Copy the lines of the listing below word for word, starting at the line that contains "Where is the floral" and ending at the line that contains "top-left (193, 266), bottom-right (215, 293)".
---------- Input for this task ----------
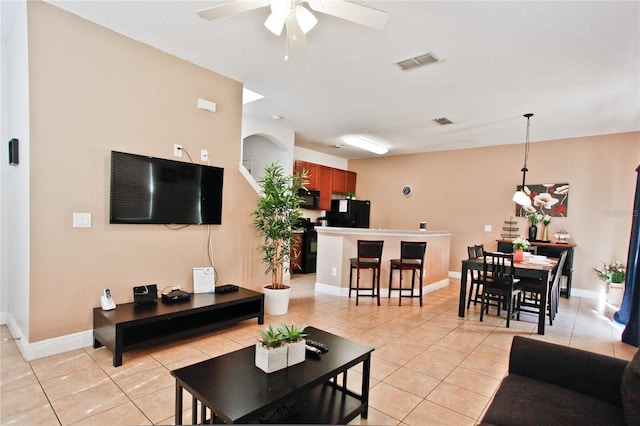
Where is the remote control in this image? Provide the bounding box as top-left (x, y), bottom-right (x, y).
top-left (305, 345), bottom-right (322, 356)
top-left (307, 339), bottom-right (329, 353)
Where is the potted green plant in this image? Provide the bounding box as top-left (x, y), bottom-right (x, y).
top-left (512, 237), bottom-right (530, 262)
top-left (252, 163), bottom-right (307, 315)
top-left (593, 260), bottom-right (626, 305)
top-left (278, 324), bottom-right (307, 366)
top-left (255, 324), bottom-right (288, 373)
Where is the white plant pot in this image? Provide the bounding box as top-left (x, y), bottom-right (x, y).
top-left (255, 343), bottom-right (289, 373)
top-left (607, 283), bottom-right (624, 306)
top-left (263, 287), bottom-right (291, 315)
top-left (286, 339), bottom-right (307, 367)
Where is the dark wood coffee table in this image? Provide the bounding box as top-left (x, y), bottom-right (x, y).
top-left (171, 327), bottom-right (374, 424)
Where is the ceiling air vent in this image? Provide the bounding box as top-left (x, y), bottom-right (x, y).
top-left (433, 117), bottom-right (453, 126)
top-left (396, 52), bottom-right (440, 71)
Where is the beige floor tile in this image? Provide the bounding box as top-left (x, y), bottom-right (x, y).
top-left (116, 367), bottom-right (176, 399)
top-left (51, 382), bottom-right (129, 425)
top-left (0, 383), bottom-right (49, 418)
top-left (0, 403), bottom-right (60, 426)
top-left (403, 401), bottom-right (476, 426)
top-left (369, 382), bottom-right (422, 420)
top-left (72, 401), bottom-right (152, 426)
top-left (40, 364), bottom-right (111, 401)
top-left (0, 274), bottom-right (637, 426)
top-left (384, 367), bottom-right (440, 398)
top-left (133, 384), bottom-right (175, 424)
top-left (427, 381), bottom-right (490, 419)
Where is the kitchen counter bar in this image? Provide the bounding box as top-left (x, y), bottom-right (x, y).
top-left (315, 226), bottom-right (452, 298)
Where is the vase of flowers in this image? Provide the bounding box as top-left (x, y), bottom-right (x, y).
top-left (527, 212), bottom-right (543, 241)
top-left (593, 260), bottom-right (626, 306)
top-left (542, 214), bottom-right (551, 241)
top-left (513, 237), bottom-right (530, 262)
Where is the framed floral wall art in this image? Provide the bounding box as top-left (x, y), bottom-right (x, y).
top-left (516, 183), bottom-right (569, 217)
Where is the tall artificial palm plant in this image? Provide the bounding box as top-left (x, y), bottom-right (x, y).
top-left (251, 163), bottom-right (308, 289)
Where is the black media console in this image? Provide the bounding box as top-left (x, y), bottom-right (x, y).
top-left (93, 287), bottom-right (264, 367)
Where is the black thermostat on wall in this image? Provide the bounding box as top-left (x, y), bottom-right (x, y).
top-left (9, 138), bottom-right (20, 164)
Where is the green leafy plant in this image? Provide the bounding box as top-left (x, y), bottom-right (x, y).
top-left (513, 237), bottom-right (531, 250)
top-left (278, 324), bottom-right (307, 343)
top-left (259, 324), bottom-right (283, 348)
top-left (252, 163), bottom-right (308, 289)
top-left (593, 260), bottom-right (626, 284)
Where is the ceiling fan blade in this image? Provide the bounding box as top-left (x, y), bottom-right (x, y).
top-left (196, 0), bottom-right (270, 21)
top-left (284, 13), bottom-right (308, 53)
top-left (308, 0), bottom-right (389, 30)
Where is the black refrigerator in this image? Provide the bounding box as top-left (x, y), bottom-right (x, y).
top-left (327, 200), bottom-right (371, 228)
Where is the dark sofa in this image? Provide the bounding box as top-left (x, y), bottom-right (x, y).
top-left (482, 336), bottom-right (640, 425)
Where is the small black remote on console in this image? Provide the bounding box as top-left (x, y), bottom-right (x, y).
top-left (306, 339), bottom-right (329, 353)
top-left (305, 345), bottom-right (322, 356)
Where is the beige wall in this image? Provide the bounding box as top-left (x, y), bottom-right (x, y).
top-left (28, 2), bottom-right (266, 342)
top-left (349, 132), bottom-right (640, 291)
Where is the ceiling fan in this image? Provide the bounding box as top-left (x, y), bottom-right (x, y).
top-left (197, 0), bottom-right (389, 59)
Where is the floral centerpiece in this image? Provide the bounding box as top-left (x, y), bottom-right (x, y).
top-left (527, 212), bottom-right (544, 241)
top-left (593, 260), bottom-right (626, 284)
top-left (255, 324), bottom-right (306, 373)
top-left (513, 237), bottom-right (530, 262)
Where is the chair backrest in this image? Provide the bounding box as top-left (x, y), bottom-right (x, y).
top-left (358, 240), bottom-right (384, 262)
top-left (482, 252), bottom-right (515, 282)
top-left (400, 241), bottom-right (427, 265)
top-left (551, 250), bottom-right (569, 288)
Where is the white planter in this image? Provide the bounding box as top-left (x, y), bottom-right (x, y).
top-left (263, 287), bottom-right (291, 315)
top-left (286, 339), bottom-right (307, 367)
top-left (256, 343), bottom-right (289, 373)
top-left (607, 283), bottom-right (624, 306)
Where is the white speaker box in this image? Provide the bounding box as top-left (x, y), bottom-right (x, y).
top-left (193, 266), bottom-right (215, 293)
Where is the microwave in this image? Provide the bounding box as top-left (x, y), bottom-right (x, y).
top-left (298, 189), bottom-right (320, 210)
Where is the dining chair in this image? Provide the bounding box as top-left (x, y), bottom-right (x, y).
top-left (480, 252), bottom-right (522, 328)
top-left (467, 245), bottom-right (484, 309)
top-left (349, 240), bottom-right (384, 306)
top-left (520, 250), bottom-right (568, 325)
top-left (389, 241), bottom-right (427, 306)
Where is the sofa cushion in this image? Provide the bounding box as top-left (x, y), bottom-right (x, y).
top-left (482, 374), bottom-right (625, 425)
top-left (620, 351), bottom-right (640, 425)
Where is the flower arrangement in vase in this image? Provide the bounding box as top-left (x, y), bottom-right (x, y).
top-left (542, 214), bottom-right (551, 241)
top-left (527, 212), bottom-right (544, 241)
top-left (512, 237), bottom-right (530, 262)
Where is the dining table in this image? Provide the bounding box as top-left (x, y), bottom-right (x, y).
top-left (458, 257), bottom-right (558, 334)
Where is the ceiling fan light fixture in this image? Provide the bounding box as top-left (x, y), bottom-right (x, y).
----------
▶ [Expected answer]
Where is the floral centerpiece in this image? Provide the bounding box as top-left (x, y), bottom-right (x, y).
top-left (527, 212), bottom-right (544, 241)
top-left (593, 260), bottom-right (626, 284)
top-left (255, 324), bottom-right (306, 373)
top-left (513, 237), bottom-right (530, 262)
Where is the chair backrest in this image? Provide the bounding box as top-left (x, y), bottom-right (x, y).
top-left (358, 240), bottom-right (384, 262)
top-left (482, 252), bottom-right (515, 282)
top-left (400, 241), bottom-right (427, 265)
top-left (551, 250), bottom-right (569, 288)
Where is the white planter in this image? Provide the bounding box as top-left (x, y), bottom-right (x, y).
top-left (263, 287), bottom-right (291, 315)
top-left (286, 339), bottom-right (307, 367)
top-left (256, 343), bottom-right (289, 373)
top-left (607, 283), bottom-right (624, 306)
Where is the white speaker box in this image? Provide the bounding box as top-left (x, y), bottom-right (x, y).
top-left (193, 266), bottom-right (215, 293)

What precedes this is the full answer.